## Testo fornito
_ _ _
Jacques (Vincent Lindon) è un giornalista e reporter di guerra che viene mandato dal Vaticano a indagare sulle circostanze attorno a una certa apparizione avvenuta in un piccolo villaggio nel sud-est della Francia. Ad affermare di aver ricevuto una visita della Vergine Maria è Anna (Galatéa Bellugi), una novizia di giovane età. Il luogo in cui l’epifania avrebbe avuto luogo attira ogni giorno, da quel momento, centinaia di credenti e pellegrini che si riuniscono uniti dallo stesso spirito. Jacques accetta di far parte della commissione, nonostante sia del tutto estraneo a questo mondo.
L’apparizione indaga il sospetto di menzogna attorno al mistero della fede
Al centro delle vicende che muovono L’apparizione c’è, come sempre nel cinema di Xavier Giannoli, il concetto di frode, di cui i protagonisti sono solitamente portatori oppure investigatori, talvolta nemici. Stavolta, con il suo ultimo film, il regista e autore utilizza il terreno religioso per sottolineare con maggiore convinzione il dubbio e lo strisciante sospetto di menzogna attorno al mistero della fede. Come nei precedenti A’ l’origine, Marguerite e Superstar, al centro delle indagini e dell’occhio della cinepresa c’è un individuo solitario e – forse per questo motivo – spesso impostore, di cui si è però pronti ad accogliere i più profondi complessi psicologici e le più valide ragioni. L’approccio di Jacques con le questioni di fede religiosa è piuttosto scientifico, pratico, in posizione diametralmente opposta a quella sospensione di logica e materialismo che la sacralità e il culto richiedono per poter essere praticati, creduti o rispettati nel profondo.
L’esperienza del protagonista in terreno bellico è quanto di più lontano si possa immaginare dal background che può aver costruito la psiche di Anna. In realtà L’apparizione non è così perentorio come si vorrebbe credere: la forza del racconto di Giannoli è l’aver evitato la critica al mondo clericale e alle sue dinamiche interne, aggirando il rischio di realizzare un film d’inchiesta tipico, con il suo classico spazio d’indagine misterioso che man mano si schiude dinanzi al protagonista, solo e in esso invischiato totalmente. L’apparizione procede al contrario, partendo da un disegno approssimativo e puntando la lente d’ingrandimento sempre più sugli elementi che sono unici, sui dettagli, e avvicinandosi al corpo esplorato anziché isolarlo progressivamente per dar spazio alla comunità di cui fa parte, che pure potrebbe avere un’influenza non da trascurare.
_ _ _
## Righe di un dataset
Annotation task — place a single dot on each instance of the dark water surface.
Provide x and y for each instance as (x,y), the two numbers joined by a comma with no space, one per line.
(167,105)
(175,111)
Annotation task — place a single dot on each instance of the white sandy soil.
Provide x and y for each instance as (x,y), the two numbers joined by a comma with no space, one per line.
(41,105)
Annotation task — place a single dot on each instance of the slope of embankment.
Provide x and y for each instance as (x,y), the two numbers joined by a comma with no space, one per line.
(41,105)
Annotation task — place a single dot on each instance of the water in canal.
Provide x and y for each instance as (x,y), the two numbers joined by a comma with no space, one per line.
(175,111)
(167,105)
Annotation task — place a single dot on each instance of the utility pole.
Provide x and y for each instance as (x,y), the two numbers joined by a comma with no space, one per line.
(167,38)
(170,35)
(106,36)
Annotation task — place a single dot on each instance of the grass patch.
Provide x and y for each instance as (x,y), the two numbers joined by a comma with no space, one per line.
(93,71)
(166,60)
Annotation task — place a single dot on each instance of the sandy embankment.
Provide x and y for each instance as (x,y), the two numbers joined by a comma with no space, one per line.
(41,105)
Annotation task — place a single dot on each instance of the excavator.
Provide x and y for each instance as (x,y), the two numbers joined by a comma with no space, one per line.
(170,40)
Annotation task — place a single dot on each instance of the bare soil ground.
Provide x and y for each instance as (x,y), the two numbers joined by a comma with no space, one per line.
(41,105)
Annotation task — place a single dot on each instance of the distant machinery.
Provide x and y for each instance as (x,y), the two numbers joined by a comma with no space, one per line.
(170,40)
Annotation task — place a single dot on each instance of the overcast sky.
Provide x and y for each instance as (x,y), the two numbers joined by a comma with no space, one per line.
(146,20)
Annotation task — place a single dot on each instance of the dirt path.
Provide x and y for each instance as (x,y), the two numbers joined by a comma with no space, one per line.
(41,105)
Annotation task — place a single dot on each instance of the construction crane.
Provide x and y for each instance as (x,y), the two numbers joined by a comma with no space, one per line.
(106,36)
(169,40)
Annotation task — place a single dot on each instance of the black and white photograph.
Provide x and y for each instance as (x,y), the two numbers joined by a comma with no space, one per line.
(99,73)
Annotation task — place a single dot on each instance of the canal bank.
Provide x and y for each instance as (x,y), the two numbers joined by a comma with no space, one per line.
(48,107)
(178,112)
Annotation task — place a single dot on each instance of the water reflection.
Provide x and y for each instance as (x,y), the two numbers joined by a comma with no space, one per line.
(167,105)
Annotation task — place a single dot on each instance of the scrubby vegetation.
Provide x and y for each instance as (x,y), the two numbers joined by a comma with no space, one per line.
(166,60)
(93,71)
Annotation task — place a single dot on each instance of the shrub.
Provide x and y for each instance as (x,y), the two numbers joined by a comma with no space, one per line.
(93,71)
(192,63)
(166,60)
_ _ _
## Consegna scritta A
Nel testo sul film L'apparizione, riscrivi in forma più breve il paragrafo che comincia con "Jacques (Vincent Lindon) è un giornalista", mantenendo i fatti principali.
## Consegna scritta B
Riporta fedelmente dal testo sul film L'apparizione il brano che comincia con "L’esperienza del protagonista" e prosegue fino a "non da trascurare.".

## Risultato A
Jacques (Vincent Lindon), giornalista e reporter di guerra, viene mandato dal Vaticano a indagare su un'apparizione avvenuta in un piccolo villaggio del sud-est della Francia. Anna (Galatéa Bellugi), una giovane novizia, afferma di aver ricevuto la visita della Vergine Maria. Da allora il luogo attira ogni giorno centinaia di credenti e pellegrini. Pur essendo del tutto estraneo a quel mondo, Jacques accetta di far parte della commissione.

## Risultato B
L’esperienza del protagonista in terreno bellico è quanto di più lontano si possa immaginare dal background che può aver costruito la psiche di Anna. In realtà L’apparizione non è così perentorio come si vorrebbe credere: la forza del racconto di Giannoli è l’aver evitato la critica al mondo clericale e alle sue dinamiche interne, aggirando il rischio di realizzare un film d’inchiesta tipico, con il suo classico spazio d’indagine misterioso che man mano si schiude dinanzi al protagonista, solo e in esso invischiato totalmente. L’apparizione procede al contrario, partendo da un disegno approssimativo e puntando la lente d’ingrandimento sempre più sugli elementi che sono unici, sui dettagli, e avvicinandosi al corpo esplorato anziché isolarlo progressivamente per dar spazio alla comunità di cui fa parte, che pure potrebbe avere un’influenza non da trascurare.